[Start]

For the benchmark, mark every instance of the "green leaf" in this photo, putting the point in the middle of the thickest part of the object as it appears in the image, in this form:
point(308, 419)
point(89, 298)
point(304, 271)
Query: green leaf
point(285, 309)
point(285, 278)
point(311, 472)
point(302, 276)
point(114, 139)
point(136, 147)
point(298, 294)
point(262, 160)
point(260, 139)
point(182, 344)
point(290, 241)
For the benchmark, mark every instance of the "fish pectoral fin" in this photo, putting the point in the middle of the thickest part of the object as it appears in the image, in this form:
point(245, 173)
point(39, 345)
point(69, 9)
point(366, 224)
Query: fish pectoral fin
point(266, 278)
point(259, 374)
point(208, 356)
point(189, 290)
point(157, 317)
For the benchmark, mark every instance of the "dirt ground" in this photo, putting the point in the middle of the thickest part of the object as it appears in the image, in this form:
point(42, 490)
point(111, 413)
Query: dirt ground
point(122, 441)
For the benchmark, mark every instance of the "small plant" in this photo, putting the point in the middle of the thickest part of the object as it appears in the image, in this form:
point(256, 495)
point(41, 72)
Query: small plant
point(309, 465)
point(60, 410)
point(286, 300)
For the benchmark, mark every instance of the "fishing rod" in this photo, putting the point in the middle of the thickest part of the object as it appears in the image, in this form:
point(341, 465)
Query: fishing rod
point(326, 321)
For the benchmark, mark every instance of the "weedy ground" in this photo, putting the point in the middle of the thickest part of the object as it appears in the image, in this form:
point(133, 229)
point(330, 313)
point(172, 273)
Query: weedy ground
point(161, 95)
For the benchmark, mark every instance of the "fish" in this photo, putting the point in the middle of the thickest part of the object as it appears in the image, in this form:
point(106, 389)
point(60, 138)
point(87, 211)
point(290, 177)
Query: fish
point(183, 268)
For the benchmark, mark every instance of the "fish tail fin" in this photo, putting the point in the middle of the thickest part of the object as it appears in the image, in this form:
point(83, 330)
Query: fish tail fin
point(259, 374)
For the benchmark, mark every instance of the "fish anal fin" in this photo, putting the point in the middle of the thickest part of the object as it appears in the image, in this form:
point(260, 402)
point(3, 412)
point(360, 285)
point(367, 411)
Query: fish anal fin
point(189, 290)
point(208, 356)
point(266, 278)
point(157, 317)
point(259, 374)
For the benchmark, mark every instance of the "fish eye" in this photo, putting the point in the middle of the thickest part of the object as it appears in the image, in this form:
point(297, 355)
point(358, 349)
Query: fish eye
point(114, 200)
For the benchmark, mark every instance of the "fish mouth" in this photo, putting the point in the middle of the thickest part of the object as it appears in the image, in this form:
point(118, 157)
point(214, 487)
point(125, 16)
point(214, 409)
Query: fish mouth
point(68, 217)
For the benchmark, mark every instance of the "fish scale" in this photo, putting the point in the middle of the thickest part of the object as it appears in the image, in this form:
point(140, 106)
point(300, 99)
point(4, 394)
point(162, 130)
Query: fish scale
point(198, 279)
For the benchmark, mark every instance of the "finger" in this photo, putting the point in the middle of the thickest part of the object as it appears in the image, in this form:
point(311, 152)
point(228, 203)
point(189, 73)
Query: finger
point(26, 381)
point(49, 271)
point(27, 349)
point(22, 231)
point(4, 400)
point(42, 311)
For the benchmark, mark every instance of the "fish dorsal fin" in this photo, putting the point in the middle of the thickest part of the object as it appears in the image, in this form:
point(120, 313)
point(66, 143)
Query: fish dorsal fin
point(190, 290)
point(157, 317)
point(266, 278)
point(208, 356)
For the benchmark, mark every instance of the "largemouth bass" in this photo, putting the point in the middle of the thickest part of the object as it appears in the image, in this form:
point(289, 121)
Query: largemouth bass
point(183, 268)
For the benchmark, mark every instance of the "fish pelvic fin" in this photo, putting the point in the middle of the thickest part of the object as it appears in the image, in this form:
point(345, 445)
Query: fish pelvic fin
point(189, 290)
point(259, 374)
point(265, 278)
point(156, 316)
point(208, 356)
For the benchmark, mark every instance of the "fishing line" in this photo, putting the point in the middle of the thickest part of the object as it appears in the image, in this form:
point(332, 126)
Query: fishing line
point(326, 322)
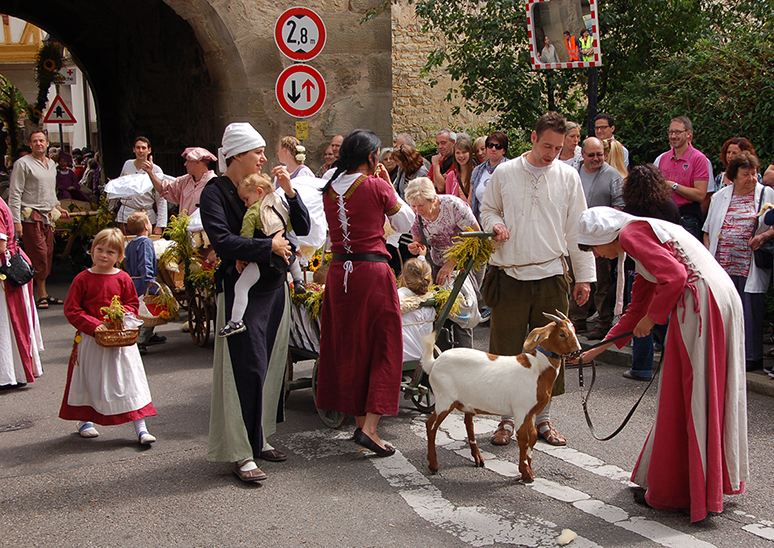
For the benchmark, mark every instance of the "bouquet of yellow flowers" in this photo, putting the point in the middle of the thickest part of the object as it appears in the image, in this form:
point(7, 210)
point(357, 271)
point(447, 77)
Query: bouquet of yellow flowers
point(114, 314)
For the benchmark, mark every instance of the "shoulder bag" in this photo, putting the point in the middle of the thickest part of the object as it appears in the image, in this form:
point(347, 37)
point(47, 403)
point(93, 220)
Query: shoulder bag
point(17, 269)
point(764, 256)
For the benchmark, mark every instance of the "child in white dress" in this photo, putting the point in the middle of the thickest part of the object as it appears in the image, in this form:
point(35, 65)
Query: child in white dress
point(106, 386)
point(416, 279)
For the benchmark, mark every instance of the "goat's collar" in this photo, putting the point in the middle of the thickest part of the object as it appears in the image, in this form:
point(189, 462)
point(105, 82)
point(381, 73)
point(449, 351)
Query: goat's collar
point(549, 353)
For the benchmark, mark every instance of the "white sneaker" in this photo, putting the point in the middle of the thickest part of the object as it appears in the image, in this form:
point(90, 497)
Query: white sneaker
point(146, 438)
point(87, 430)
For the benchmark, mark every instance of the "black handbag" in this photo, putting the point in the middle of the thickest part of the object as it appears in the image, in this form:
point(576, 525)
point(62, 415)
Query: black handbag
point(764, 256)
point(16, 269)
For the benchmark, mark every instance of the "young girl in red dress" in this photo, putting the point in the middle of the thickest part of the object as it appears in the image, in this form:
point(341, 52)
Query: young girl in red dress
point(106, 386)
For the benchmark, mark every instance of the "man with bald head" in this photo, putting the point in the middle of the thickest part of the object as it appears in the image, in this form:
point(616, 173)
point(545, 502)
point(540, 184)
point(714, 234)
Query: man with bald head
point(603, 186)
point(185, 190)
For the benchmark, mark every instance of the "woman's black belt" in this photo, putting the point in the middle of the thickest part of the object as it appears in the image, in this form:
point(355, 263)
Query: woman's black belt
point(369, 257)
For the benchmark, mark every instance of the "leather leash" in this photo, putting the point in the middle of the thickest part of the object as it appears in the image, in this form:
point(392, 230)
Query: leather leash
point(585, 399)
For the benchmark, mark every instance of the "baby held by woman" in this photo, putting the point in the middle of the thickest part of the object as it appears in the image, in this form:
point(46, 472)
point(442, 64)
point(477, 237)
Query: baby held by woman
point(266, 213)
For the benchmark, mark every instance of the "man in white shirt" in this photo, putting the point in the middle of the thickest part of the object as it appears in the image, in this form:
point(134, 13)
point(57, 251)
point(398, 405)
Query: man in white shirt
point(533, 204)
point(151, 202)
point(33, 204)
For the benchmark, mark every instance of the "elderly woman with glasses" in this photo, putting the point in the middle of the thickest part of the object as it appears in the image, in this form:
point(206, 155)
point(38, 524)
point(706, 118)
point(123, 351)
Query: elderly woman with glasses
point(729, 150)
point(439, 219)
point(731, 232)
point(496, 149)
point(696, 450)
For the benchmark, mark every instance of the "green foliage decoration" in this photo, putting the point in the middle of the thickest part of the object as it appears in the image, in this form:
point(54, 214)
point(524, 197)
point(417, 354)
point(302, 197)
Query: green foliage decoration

[End]
[Start]

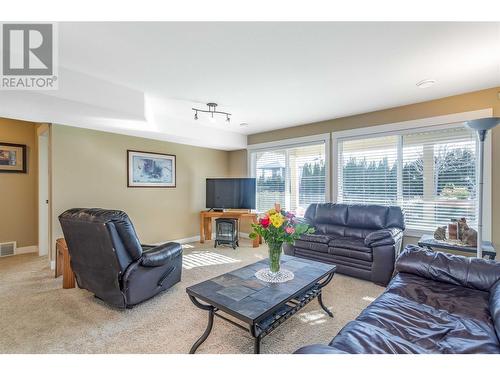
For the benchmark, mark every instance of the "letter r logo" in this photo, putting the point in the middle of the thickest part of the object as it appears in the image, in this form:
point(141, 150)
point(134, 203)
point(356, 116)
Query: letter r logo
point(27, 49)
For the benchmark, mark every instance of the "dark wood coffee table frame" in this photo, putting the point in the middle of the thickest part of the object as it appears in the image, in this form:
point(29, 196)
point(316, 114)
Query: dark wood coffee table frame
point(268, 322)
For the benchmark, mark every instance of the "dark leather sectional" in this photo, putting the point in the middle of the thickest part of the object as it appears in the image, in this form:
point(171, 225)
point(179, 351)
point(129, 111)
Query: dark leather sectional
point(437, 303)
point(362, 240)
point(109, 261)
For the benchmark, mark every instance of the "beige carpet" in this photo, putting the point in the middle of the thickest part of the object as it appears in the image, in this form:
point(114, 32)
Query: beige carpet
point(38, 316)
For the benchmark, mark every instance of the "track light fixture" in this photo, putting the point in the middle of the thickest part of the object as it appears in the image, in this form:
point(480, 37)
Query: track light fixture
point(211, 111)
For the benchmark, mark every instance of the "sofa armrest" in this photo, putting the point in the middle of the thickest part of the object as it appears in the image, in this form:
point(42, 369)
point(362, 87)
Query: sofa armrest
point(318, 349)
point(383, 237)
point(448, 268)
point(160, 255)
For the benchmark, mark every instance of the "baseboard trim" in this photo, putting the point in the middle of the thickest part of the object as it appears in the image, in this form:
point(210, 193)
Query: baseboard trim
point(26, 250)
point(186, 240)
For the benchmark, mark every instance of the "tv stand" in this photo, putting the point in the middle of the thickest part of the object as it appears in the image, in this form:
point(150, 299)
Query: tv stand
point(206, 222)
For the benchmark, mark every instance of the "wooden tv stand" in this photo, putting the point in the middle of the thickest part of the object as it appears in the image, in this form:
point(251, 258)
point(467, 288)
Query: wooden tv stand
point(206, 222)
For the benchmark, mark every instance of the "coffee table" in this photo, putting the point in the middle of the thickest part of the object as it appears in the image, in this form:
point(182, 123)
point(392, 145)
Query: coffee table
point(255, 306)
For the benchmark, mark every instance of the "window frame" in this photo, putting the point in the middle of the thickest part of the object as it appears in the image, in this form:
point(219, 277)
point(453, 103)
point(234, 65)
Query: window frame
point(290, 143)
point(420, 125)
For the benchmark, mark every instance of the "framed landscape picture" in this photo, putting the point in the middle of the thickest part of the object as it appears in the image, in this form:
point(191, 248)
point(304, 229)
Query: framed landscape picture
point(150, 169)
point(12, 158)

[End]
[Start]

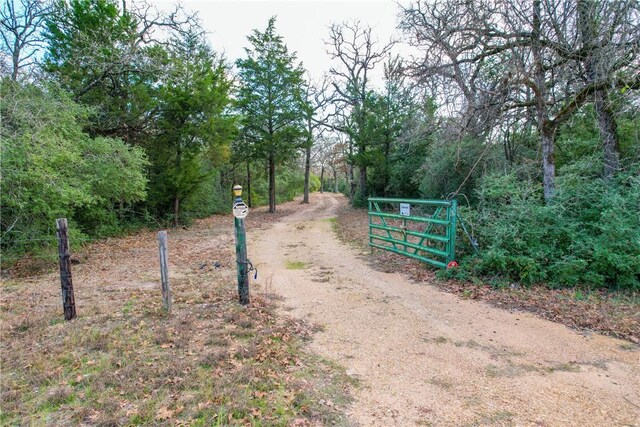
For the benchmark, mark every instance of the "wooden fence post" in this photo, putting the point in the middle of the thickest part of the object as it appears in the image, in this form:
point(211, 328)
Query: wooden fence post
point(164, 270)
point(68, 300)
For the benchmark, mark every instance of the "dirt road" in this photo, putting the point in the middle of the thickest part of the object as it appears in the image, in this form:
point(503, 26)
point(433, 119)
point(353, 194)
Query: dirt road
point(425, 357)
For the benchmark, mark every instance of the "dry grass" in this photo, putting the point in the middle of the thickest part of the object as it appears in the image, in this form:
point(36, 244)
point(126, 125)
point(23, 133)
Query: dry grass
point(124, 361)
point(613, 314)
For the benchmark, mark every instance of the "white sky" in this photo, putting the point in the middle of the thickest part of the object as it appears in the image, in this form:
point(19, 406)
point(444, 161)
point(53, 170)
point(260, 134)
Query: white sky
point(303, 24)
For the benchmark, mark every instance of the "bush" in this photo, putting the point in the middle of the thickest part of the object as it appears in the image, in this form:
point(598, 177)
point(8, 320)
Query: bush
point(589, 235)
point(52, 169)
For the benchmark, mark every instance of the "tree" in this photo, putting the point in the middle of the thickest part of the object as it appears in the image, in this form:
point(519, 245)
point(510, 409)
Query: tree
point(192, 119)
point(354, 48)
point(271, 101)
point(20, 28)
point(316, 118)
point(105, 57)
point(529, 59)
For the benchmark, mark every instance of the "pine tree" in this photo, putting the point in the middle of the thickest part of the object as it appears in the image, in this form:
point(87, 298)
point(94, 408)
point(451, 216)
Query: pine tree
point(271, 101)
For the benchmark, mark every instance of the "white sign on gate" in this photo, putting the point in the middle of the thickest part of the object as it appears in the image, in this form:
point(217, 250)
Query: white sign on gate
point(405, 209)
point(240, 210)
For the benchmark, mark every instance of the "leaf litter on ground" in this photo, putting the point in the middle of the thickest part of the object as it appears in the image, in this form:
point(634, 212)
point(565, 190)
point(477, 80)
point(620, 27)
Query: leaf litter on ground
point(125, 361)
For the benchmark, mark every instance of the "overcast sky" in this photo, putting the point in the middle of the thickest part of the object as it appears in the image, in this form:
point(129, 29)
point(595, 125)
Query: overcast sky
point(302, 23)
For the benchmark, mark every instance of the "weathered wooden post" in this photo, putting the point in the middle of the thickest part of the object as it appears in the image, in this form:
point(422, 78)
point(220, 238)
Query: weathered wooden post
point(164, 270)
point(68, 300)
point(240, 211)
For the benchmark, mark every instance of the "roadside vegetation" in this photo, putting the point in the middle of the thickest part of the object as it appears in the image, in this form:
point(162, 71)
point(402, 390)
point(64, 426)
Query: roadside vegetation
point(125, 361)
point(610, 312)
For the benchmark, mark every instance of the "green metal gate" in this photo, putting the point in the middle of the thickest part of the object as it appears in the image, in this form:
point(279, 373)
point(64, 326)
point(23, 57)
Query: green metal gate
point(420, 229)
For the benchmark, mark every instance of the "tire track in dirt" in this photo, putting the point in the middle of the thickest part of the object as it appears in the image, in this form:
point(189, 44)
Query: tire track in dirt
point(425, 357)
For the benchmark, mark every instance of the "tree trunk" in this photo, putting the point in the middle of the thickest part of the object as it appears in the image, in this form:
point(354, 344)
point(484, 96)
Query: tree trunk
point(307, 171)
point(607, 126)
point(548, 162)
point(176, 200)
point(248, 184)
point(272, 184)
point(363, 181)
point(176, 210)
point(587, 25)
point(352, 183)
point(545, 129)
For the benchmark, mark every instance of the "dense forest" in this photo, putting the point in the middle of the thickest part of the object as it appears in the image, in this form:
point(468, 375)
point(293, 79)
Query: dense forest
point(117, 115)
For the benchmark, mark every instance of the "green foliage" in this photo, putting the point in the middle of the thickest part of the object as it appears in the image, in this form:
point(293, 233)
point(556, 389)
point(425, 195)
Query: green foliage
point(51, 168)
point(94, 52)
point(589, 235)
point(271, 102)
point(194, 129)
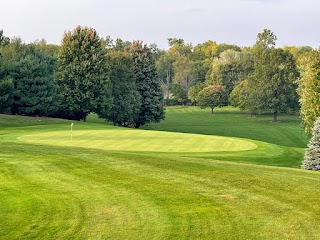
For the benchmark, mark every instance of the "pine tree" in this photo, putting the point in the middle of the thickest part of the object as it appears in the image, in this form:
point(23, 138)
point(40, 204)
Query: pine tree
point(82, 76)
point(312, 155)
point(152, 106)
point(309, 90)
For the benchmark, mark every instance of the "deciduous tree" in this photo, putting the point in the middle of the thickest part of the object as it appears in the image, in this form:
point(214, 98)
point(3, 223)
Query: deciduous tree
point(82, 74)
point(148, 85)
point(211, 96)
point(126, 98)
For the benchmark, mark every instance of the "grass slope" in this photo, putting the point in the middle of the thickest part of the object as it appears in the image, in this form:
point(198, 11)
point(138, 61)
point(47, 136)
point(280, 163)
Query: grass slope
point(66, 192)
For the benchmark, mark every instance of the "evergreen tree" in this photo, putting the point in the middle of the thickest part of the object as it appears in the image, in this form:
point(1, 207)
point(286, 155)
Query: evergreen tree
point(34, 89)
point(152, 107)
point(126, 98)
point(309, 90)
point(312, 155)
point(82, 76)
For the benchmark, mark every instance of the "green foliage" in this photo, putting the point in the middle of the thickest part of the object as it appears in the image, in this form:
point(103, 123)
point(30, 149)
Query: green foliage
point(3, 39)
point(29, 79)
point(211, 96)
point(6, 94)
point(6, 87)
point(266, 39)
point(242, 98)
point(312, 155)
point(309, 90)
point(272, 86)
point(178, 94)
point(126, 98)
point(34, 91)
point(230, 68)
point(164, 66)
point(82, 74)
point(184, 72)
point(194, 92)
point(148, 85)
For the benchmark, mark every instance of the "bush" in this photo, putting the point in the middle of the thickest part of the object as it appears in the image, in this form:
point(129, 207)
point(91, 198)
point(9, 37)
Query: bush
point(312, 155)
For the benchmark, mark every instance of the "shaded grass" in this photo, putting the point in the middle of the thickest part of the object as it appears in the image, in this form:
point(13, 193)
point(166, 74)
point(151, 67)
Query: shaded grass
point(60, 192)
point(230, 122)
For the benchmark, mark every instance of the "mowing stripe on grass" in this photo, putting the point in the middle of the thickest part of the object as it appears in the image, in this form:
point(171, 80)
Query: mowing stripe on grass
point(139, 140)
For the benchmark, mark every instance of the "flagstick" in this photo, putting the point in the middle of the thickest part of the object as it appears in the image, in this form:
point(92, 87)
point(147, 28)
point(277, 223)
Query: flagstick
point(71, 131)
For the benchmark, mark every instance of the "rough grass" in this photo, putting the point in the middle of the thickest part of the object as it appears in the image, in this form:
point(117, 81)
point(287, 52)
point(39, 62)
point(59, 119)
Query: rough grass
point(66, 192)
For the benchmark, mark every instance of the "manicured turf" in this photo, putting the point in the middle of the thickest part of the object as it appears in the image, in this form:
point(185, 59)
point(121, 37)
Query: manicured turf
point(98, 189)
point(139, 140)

[End]

Identify every line in the items above that holds the word "carpet" and copy each one in full. Case counts.

→ **The answer**
For the benchmark, mark every instance of the "beige carpet" in this photo, putting the point in the middle of the thickest part of the object as it appears in the image, in this form:
Query: beige carpet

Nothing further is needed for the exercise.